Please copy the records from the line with "If you could segment every instance of the toilet" up to and including the line with "134 160 L 126", substituting "sink pedestal" for "toilet base" and keeping everything else the same. Leave the pictures out of your copy.
[START Extracted entries]
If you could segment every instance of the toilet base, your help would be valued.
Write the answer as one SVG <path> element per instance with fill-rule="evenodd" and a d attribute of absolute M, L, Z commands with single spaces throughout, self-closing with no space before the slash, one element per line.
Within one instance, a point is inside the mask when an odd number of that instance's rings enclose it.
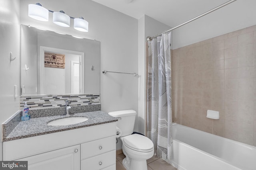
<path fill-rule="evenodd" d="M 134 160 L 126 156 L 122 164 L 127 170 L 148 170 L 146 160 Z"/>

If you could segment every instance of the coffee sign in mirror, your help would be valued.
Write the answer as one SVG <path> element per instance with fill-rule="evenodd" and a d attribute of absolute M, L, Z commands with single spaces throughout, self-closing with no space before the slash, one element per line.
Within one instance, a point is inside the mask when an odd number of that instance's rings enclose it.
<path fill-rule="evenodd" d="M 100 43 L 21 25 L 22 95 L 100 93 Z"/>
[END Extracted entries]
[START Extracted entries]
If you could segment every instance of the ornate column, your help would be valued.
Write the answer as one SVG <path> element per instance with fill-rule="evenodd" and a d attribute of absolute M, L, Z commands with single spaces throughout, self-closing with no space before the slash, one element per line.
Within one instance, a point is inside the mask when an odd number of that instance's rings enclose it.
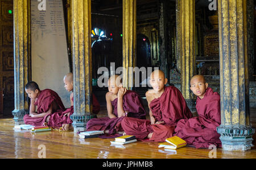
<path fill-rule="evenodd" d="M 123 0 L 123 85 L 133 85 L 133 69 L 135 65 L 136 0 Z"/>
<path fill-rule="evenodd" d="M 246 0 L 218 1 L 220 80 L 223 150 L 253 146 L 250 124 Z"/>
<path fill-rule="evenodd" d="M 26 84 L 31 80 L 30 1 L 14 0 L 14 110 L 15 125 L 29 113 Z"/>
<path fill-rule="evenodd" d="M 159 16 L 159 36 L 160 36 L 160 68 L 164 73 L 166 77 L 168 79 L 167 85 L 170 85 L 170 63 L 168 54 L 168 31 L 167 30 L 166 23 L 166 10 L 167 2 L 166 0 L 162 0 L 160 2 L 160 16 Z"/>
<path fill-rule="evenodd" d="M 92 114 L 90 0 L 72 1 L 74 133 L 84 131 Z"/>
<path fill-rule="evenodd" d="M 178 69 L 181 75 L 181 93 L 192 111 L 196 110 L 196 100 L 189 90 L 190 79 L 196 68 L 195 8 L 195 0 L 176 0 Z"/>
[END Extracted entries]
[START Extracted entries]
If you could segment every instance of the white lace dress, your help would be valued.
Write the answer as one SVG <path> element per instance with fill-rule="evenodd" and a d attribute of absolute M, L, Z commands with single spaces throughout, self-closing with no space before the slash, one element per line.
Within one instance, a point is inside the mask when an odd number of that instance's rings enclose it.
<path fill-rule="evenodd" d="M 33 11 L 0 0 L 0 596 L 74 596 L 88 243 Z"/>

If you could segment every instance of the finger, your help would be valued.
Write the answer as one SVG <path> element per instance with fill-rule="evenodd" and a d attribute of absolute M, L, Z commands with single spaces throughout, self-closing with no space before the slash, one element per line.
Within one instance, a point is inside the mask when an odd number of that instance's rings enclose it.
[END Extracted entries]
* **Solution below**
If you could segment every instance of the sink pedestal, your help would be valued.
Write the answer as one SVG <path> element per instance with fill-rule="evenodd" and a d attribute of absolute M, L, Z commands with single spaces throughout, self-closing with no space before the slash, one element per line.
Within one instance, a point is inside the mask when an odd number of that instance's rings enclose it.
<path fill-rule="evenodd" d="M 134 160 L 126 156 L 122 164 L 127 170 L 148 170 L 146 160 Z"/>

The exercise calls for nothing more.